Information >>
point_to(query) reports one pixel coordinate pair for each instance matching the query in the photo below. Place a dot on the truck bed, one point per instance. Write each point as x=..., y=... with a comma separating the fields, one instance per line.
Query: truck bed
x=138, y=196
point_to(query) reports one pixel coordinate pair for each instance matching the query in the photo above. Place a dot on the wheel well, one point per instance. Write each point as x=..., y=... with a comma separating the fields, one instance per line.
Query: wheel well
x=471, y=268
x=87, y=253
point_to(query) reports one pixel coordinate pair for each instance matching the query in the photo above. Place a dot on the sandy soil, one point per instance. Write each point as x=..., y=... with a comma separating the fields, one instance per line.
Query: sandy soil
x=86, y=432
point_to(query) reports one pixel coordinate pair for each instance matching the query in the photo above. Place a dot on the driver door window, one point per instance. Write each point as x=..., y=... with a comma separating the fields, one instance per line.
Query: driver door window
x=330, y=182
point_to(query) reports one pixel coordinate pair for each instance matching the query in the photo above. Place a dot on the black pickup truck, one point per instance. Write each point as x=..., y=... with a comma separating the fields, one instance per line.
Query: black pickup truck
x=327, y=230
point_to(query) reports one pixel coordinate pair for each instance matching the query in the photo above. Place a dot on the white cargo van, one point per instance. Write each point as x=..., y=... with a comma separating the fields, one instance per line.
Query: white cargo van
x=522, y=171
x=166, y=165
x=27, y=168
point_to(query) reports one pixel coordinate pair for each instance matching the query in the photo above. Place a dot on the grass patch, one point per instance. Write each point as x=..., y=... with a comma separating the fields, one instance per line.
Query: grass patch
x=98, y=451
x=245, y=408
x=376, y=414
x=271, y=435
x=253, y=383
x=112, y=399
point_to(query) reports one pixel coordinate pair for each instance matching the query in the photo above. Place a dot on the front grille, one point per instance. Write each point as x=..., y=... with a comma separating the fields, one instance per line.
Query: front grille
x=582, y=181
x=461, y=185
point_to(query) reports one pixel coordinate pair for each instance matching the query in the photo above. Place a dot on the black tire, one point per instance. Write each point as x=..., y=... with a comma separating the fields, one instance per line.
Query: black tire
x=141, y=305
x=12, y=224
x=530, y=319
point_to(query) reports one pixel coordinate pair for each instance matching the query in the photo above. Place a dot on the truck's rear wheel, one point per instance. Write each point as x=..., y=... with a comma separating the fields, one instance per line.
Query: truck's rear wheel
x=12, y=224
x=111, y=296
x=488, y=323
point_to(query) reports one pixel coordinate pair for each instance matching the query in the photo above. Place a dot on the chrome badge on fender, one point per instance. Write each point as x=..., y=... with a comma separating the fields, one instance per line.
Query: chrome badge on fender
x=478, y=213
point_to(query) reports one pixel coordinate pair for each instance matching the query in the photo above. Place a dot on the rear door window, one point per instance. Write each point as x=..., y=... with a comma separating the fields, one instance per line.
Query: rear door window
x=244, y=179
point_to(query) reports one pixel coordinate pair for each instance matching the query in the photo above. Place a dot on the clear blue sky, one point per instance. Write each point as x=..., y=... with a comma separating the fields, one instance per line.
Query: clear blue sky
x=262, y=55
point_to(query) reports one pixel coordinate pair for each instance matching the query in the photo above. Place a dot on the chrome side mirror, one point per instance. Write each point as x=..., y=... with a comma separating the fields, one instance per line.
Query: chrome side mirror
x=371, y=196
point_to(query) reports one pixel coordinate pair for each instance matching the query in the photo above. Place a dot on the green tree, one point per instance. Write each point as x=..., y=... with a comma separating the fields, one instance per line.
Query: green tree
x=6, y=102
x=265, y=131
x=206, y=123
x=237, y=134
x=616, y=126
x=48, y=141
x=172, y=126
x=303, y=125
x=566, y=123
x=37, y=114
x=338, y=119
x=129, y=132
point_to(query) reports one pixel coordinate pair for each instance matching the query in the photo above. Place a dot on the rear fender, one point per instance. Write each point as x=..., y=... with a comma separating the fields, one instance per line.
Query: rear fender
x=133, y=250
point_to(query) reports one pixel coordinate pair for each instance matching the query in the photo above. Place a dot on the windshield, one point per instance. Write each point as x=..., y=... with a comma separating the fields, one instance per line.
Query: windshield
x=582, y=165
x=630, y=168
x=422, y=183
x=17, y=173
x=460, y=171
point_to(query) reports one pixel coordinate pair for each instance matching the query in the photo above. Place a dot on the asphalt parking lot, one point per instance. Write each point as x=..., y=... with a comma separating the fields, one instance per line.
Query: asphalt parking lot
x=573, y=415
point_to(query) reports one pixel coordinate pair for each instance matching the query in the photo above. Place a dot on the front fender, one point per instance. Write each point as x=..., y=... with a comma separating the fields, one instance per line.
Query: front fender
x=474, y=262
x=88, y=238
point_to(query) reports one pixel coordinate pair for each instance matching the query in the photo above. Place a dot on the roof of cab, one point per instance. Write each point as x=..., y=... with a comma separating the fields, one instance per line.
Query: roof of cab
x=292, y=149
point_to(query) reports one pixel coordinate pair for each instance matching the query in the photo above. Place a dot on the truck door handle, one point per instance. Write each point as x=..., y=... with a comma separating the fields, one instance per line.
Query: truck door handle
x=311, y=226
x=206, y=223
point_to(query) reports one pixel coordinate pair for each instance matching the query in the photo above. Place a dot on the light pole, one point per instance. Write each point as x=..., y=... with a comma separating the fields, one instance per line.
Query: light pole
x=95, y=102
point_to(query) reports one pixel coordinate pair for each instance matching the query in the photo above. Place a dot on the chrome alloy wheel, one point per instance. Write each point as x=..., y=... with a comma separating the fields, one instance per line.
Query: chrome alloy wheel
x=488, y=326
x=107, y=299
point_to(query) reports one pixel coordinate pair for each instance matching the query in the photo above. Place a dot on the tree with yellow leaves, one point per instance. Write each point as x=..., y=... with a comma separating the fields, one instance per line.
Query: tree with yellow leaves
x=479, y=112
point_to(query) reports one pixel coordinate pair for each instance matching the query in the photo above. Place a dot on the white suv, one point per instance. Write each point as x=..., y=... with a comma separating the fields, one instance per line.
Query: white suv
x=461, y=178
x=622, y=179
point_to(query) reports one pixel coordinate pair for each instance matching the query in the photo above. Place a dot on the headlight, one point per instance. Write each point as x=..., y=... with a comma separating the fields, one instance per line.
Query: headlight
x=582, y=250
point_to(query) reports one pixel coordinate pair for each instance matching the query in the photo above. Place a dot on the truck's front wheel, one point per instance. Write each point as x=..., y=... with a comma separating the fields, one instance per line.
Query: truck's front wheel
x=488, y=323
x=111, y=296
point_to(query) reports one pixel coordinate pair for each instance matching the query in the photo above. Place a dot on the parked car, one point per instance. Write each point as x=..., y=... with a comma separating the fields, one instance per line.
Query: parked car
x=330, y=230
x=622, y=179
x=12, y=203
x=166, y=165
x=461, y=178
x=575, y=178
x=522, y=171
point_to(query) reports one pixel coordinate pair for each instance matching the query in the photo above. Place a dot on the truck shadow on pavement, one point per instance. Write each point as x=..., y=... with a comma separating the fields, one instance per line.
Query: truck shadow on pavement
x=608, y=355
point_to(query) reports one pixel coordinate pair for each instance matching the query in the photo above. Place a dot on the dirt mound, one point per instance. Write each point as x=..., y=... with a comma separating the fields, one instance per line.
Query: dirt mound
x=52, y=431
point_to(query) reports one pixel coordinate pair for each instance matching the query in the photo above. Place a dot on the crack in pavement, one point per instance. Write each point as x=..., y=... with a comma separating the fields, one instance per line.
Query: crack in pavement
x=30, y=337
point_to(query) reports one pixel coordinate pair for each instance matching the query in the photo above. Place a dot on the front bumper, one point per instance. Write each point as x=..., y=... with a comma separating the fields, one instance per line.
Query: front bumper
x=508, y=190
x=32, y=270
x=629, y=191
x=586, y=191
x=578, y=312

Exercise goal >> Each record above needs to be given again exactly as written.

Exercise answer >>
point_to(query) reports one pixel coordinate pair for each instance matching the query in the photo below. Place a dot on the truck bed, one point per instance. Write each point as x=..., y=... with a comma separating the fields, one instance per line.
Query: truck bed
x=138, y=196
point_to(query) reports one pixel coordinate pair for each instance matching the query in the photo above. Place a dot on the wheel well, one point per instance. Write each point as x=..., y=... with a comma separating the fields, one instance per line.
Query: wheel well
x=471, y=268
x=87, y=253
point_to(query) reports one pixel coordinate pair for each instance matching the query in the photo above. Place a dot on the sandy soil, one point per instance. Write each point as x=..., y=... with a comma separating the fields, one instance per line.
Query: sandy soil
x=86, y=432
point_to(query) reports one pixel coordinate pair for each instance matching the query in the photo above. Place a dot on the driver door window, one point per instance. Write each point as x=..., y=... with a comma separating the fields, one instance per line.
Query: driver door window
x=330, y=182
point_to(query) reports one pixel coordinate pair for each instance matching the query in the photo above. Place a dot on the black pickup truck, one point per instance. Write each point as x=..., y=... with a comma separating the fields, one instance per line.
Query: black pickup truck
x=327, y=230
point_to(query) reports one pixel coordinate pair for each instance matching the query in the photo above. Place a dot on the white cargo van, one point per instance. Write each point as x=..., y=... with a comma separating the fields, one instance per line.
Query: white cargo van
x=522, y=171
x=166, y=165
x=27, y=168
point_to(query) reports one pixel coordinate pair for each instance matching the query in the photo above. Place a dot on the grass patch, one point per instance. Write each point as x=..., y=... with a comma separating the fields, one instance per line.
Query: grass patch
x=98, y=451
x=245, y=408
x=376, y=414
x=271, y=435
x=253, y=383
x=112, y=399
point_to(query) reports one pixel coordinate pair for each instance matching the query in the photo above. Place a dot on the front grille, one point per instance. Write each point as x=..., y=... with a comma separating the fields, one instance per line.
Query: front grille
x=582, y=181
x=461, y=185
point_to(query) reports one pixel coordinate pair for each instance matching the query in the photo above. Place a dot on the black tire, one point per instance. Write each point as x=..., y=... with a comma separating the fields, one instance per line.
Query: black tire
x=141, y=305
x=12, y=224
x=530, y=319
point_to(query) reports one pixel coordinate pair for each instance matching the query in the photo above. Place a dot on the truck's rear wheel, one point per instance. Write each point as x=..., y=... with a comma separating the fields, one instance per line.
Query: truck's rear wheel
x=12, y=224
x=111, y=296
x=488, y=323
point_to(query) reports one pixel coordinate pair for each instance matching the query in the photo above. Place a dot on the chrome badge on fender, one point per instance. Write each point as x=..., y=... with a comma separating the fields, one instance per line.
Query: chrome badge on fender
x=478, y=213
point_to(query) reports one pixel coordinate pair for each instance matching the query in the photo above. Place a dot on the rear door window, one point per instance. Write each point as x=..., y=... with a comma separating the fields, one instance per line.
Query: rear door window
x=244, y=179
point_to(query) reports one pixel coordinate pair for each instance matching the query in the photo above. Place a dot on the clear blue sky, one point per instance. Write each point as x=..., y=... with a comma separating the fields, one instance per line.
Query: clear blue sky
x=262, y=55
point_to(query) reports one pixel coordinate pair for each instance matching the query in the photo above. Place a dot on the chrome side mirror, one point per instance. Write each point as x=..., y=... with a comma separating the fields, one instance per line.
Query: chrome side mirror
x=371, y=196
point_to(query) reports one pixel coordinate pair for each instance matching the query in the photo above. Place a dot on the green tree, one point per instance. Write each point as x=..., y=... with a comma separating the fields, one instance per line.
Query: green tree
x=6, y=102
x=265, y=131
x=206, y=123
x=237, y=134
x=616, y=126
x=48, y=141
x=172, y=126
x=303, y=125
x=566, y=123
x=37, y=114
x=338, y=119
x=129, y=132
point_to(query) reports one pixel coordinate pair for each instance matching the query in the photo above. Place a dot on the rear fender, one point per instance. Write each point as x=..., y=... with a comma separating the fields, one instance per line.
Query: rear fender
x=133, y=250
point_to(query) reports one pixel coordinate pair for each instance matching the query in the photo above. Place a dot on the windshield, one point per instance. Write each point as x=..., y=... with a comma separating the fields, one instance per line.
Query: windshield
x=582, y=165
x=630, y=168
x=422, y=183
x=17, y=173
x=460, y=171
point_to(query) reports one pixel coordinate pair for each instance matching the query in the photo above. Place a dot on the asphalt parking lot, one point per instance. Write each point as x=..., y=... with a comma separating the fields, one instance per line.
Query: asphalt parking lot
x=573, y=415
point_to(query) reports one pixel coordinate pair for each instance matching the query in the photo above. Place a dot on the front fender, one point per instance. Write each point as x=..., y=... with a comma separating the fields, one instance per line.
Query: front fender
x=474, y=262
x=88, y=238
point_to(query) reports one pixel coordinate pair for each instance matching the query in the photo above. Place a dot on the roof of cab, one point per instance. Write each point as x=..., y=... with a comma separating the fields, one instance per line.
Query: roof of cab
x=292, y=149
point_to(query) reports one pixel coordinate pair for each instance matching the query in the photo above. Place a dot on the truck door handle, one point per instance. Write each point as x=..., y=... with a comma separating the fields, one instance per line.
Query: truck door handle
x=311, y=226
x=206, y=223
point_to(query) reports one pixel coordinate pair for each instance matching the query in the photo above. Place a dot on the light pole, one point per instance. Write each point as x=..., y=... with a comma separating the fields, one instance per line.
Query: light pole
x=95, y=102
point_to(query) reports one pixel coordinate pair for each instance matching the query in the photo above. Place a dot on the chrome alloy wheel, one point per instance. Write each point as x=..., y=... with a comma separating the fields, one instance per line.
Query: chrome alloy wheel
x=488, y=326
x=107, y=299
point_to(query) reports one pixel coordinate pair for each instance matching the query in the photo above. Place a dot on the tree with yellow leaves, one point per instance. Write each point as x=..., y=... with a comma separating the fields, one instance per line.
Query: tree with yellow leaves
x=479, y=112
point_to(query) reports one pixel coordinate pair for each instance matching the query in the photo above. Place a dot on the white suv, one point per instance. Write each point as x=..., y=... with a comma separating the fields, one instance per line.
Query: white suv
x=461, y=178
x=622, y=179
point_to(query) reports one pixel coordinate pair for each instance matching the query in the photo above. Place a dot on the headlight, one point per instance. Write each point as x=..., y=... with a comma separating the fields, one instance per line.
Query: headlight
x=582, y=250
point_to(query) reports one pixel coordinate pair for each instance matching the query in the photo above. Place a dot on the truck's front wheel, one point per instance. Write each point as x=..., y=... with a comma separating the fields, one instance per line.
Query: truck's front wheel
x=488, y=323
x=111, y=296
point_to(query) reports one pixel coordinate pair for each instance matching the query in the photo above. Place a dot on the parked car, one point per instance. Write each point as x=..., y=... with a comma separating the fields, one instance per line.
Query: parked car
x=330, y=230
x=622, y=179
x=12, y=203
x=166, y=165
x=461, y=178
x=575, y=178
x=522, y=171
point_to(query) reports one pixel coordinate pair for each instance matching the query in the photo above. Place a dot on the truck shadow on pavement, one point per instance. Write each point as x=..., y=... with a comma separating the fields, one instance per line.
Query: truck shadow on pavement
x=608, y=355
point_to(query) reports one pixel coordinate pair for each instance matching the query in the photo above. Place a dot on the dirt mound, one point per instance. Write each point as x=..., y=... with a comma separating the fields, one instance per line.
Query: dirt mound
x=52, y=431
point_to(query) reports one pixel coordinate pair for each instance matching the query in the photo above. Place a dot on the crack in pavement, one point per instance. Write each point as x=..., y=... with a comma separating the fields, one instance per line.
Query: crack in pavement
x=30, y=337
point_to(query) reports one pixel coordinate pair for each instance matching the query in the photo above. Place a dot on the front bumper, one point per instance. Write each point as x=..., y=... with a comma separating the fields, one instance per line.
Query: front bumper
x=508, y=190
x=32, y=270
x=629, y=191
x=586, y=191
x=578, y=312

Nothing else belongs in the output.